──────── DATASET EXCERPTS ────────
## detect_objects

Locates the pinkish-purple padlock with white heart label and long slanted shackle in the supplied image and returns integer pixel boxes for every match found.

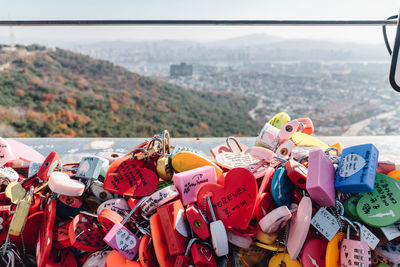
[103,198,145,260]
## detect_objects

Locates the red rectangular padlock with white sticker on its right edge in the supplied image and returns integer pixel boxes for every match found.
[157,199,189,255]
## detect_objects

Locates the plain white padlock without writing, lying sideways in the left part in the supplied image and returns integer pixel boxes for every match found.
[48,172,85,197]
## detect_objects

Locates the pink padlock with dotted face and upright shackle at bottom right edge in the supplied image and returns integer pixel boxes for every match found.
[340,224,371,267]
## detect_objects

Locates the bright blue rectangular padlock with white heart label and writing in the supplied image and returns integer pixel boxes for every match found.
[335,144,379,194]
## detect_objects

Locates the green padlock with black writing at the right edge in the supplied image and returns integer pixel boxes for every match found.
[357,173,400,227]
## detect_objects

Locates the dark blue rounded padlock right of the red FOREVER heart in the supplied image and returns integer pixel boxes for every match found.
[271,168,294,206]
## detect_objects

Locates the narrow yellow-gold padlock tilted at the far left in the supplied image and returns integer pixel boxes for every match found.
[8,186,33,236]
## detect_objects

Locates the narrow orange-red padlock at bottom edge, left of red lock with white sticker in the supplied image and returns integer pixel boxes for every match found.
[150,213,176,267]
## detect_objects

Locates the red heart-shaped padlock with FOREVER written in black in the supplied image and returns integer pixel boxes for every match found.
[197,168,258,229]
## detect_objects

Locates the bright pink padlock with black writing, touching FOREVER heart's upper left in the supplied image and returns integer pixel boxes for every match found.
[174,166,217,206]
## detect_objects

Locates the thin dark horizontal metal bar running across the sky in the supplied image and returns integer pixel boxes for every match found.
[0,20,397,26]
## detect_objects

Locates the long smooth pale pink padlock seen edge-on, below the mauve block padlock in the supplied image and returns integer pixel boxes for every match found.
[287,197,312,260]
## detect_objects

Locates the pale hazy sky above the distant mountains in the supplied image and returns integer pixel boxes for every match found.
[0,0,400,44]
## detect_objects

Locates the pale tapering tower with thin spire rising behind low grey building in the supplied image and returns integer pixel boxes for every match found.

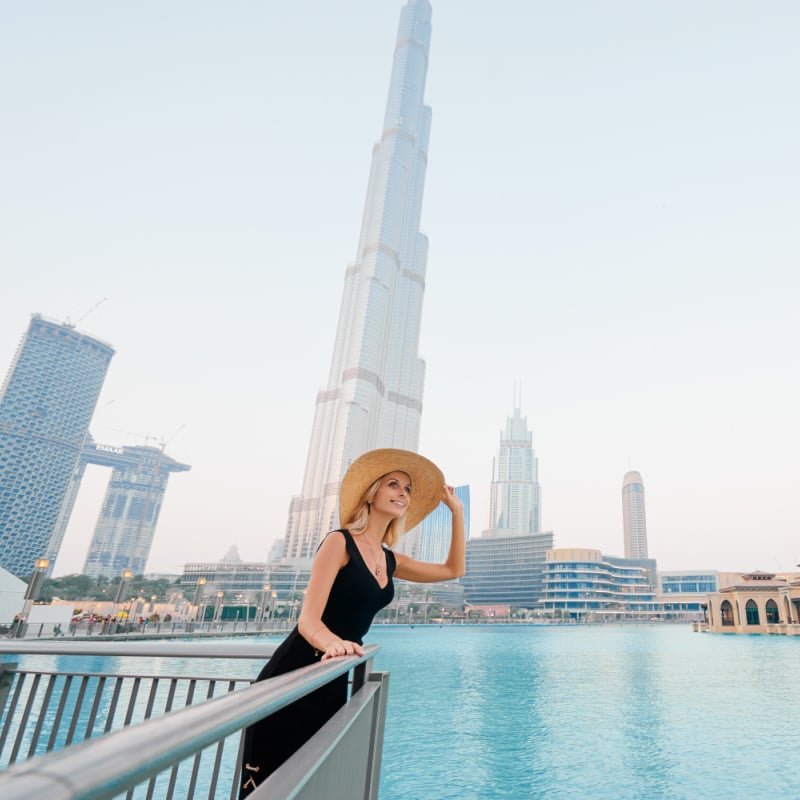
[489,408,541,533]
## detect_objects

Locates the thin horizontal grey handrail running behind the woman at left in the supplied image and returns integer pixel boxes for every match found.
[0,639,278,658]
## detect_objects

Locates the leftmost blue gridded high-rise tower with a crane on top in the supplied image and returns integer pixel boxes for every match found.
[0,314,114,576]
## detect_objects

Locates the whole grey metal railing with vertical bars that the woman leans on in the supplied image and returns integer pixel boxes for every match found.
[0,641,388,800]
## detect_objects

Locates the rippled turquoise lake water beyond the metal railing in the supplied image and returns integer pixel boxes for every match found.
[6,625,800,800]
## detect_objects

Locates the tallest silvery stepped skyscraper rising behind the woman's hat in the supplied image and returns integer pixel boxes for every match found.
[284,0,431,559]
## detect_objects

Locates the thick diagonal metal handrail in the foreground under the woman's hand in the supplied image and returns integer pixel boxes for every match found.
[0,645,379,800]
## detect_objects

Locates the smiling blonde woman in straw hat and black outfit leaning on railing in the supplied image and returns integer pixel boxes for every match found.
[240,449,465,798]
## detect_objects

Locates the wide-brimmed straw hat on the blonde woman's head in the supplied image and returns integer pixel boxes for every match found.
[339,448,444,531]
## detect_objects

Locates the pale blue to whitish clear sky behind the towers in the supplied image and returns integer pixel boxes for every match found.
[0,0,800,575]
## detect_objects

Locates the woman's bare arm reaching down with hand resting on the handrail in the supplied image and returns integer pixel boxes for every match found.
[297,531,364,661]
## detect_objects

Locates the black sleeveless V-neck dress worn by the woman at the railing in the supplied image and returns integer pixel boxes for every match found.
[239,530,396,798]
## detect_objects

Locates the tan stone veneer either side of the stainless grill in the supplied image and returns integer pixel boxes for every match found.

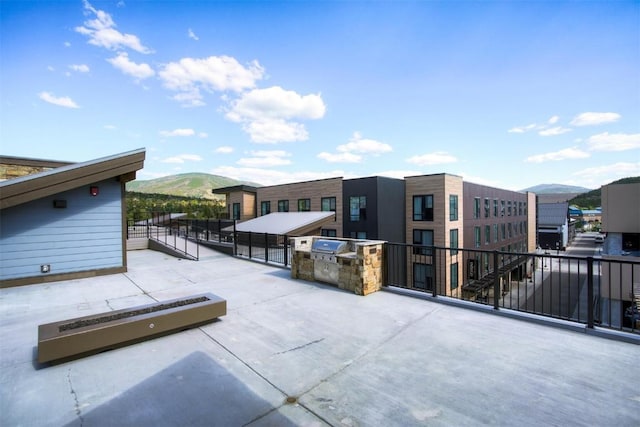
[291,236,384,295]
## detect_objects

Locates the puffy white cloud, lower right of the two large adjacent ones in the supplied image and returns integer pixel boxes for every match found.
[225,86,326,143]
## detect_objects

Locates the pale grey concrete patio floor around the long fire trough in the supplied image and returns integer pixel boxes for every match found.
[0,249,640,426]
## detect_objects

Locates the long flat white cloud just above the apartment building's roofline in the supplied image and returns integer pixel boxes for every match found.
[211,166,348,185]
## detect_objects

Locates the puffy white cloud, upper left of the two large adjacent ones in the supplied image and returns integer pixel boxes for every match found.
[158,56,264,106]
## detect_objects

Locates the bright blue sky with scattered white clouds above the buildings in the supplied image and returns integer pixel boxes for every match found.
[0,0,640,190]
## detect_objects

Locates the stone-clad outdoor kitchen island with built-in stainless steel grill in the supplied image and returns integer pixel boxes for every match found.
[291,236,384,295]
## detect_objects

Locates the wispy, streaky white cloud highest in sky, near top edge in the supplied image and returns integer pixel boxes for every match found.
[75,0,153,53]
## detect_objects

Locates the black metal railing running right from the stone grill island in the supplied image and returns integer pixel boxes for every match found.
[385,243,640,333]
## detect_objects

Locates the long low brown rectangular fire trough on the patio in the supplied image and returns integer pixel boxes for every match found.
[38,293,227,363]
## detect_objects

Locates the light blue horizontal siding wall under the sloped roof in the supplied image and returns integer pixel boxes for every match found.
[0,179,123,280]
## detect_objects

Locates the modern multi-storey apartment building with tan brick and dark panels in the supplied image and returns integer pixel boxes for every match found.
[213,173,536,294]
────────
EXERCISE GOAL
Exactly as written, please copy out the whole set of records, skipping images.

RESULT FOR THIS TASK
## detect_objects

Locates the pinkish-purple padlock with white heart label and long slanted shackle in the supplied image and returns integer pixel boxes for every match found.

[103,198,145,260]
## detect_objects

Locates the red rectangular padlock with white sticker on its right edge in the supplied image and returns integer pixel boxes for every match found.
[157,199,189,255]
## detect_objects

Locates the plain white padlock without writing, lying sideways in the left part in the supplied image and returns integer pixel boxes for every match found.
[48,172,85,197]
## detect_objects

Locates the pink padlock with dotted face and upright shackle at bottom right edge in the supplied image and returns integer pixel boxes for every match found.
[340,224,371,267]
## detect_objects

Locates the bright blue rectangular padlock with white heart label and writing in the supplied image and returns integer pixel boxes for every match found.
[335,144,379,194]
## detect_objects

Locates the green padlock with black writing at the right edge in the supplied image and returns integer pixel boxes for every match found.
[357,173,400,227]
## detect_objects

Locates the dark blue rounded padlock right of the red FOREVER heart in the supplied image and returns integer pixel boxes for every match found.
[271,168,294,206]
## detect_objects

Locates the narrow yellow-gold padlock tilted at the far left in the supplied image and returns integer pixel boxes for every match found.
[8,186,33,236]
## detect_objects

Locates the narrow orange-red padlock at bottom edge, left of red lock with white sticker in the supplied image and returns integer pixel boxes for every match found.
[150,213,176,267]
## detect_objects

Locates the red heart-shaped padlock with FOREVER written in black in the supplied image and returns integer pixel boxes for every match found.
[197,168,258,229]
## detect_objects

Locates the bright pink padlock with black writing, touching FOREVER heart's upper left in the supplied image and returns integer pixel boxes for every match found.
[174,166,217,206]
## detect_objects

Locates the thin dark horizontal metal bar running across the sky in the supplied image and returns integer pixel boxes for every match found.
[0,20,397,26]
## detect_objects

Locates the long smooth pale pink padlock seen edge-on, below the mauve block padlock in the supplied image and returns integer pixel boxes for every match found.
[287,197,312,260]
## detect_objects

Locates the pale hazy sky above the distant mountains in the supplied image and returns integer pixel boxes for every match found.
[0,0,400,44]
## detect_objects

Locates the pale tapering tower with thin spire rising behind low grey building in the supplied image and returns integer pixel boxes for every match found.

[489,408,541,533]
## detect_objects

Locates the thin horizontal grey handrail running behind the woman at left in the supplied image and returns integer pixel boxes for every match found.
[0,639,278,658]
## detect_objects

Locates the leftmost blue gridded high-rise tower with a crane on top in the supplied image and returns integer pixel boxes for every match found.
[0,314,114,576]
## detect_objects

Locates the whole grey metal railing with vertical bars that the woman leans on in the supplied image and returns integer pixel boxes for every match found.
[0,641,388,800]
## detect_objects

Locates the rippled turquoise lake water beyond the metal railing in the supplied image and returns integer pixel boxes for every match found.
[6,625,800,800]
## detect_objects

Locates the tallest silvery stepped skyscraper rising behind the woman's hat in the supplied image and returns integer pixel boxes for every match found.
[284,0,431,559]
## detect_objects

Locates the thick diagonal metal handrail in the foreground under the woman's hand in the supplied image and returns integer pixel boxes for every match found.
[0,645,379,800]
## detect_objects

Locates the smiling blonde woman in straw hat and black outfit leaning on railing in the supplied image and returns integer pixel boxes for every match found.
[240,449,465,798]
## detect_objects

Locates the wide-brimmed straw hat on the blonde woman's head in the supplied image and returns integer pixel boxes for every match found.
[339,448,444,531]
## detect_objects

Locates the pale blue to whitish clear sky behind the towers in the supplied image and returns integer pixel boxes for every match found.
[0,0,800,575]
## detect_objects

Locates the woman's bare arm reaching down with hand resting on the handrail in the supplied image and returns integer pixel boxes for every match found.
[297,531,364,661]
## detect_objects

Locates the black sleeveless V-neck dress worn by the woman at the railing in the supplied image and returns integer pixel boxes for every match found.
[239,530,396,798]
## detect_objects

Locates the tan stone veneer either side of the stainless grill in the supplied image and returns integer pixel boxes for every match found.

[291,236,384,295]
## detect_objects

Locates the puffy white cloud, lower right of the two large adjacent ones in the supplied image and returns integer pixel boxes for every match found.
[225,86,326,143]
## detect_objects

Locates the pale grey concrete patio floor around the long fire trough in the supplied image and returns integer pixel boxes for every match found.
[0,249,640,426]
## detect_objects

Locates the long flat white cloud just above the apartment building's roofline in the supplied image and returns integer pixel boxes for every match found.
[211,166,348,185]
## detect_objects

Locates the puffy white cloud, upper left of the two large adjacent ones in the supplied image and returns integer pixel boxes for every match found.
[158,56,264,106]
## detect_objects

Locates the bright blue sky with scattered white clouds above the buildings in the supplied image and returns integer pixel boxes for every match found.
[0,0,640,190]
## detect_objects

Locates the stone-clad outdoor kitchen island with built-in stainless steel grill in the supplied image and returns integer pixel boxes for every match found.
[291,236,384,295]
## detect_objects

Locates the wispy, streaky white cloud highest in sky, near top edge in the supplied image and returns integer pixel boxes for every match found.
[75,0,153,53]
## detect_objects

Locates the black metal railing running right from the stone grill island in the supplied image and returns integer pixel boxes for every match found.
[385,243,640,333]
## detect_objects

Locates the long low brown rectangular fire trough on the patio in the supplied image and returns integer pixel boxes for every match found.
[38,293,227,363]
## detect_objects

Locates the light blue horizontal siding wall under the sloped roof in the supplied image and returns integer pixel boxes for every match found.
[0,179,123,280]
## detect_objects

Locates the modern multi-storey apartment building with tan brick and dark panels in the supplied image and returns integer pixel boxes for every match found.
[213,173,536,294]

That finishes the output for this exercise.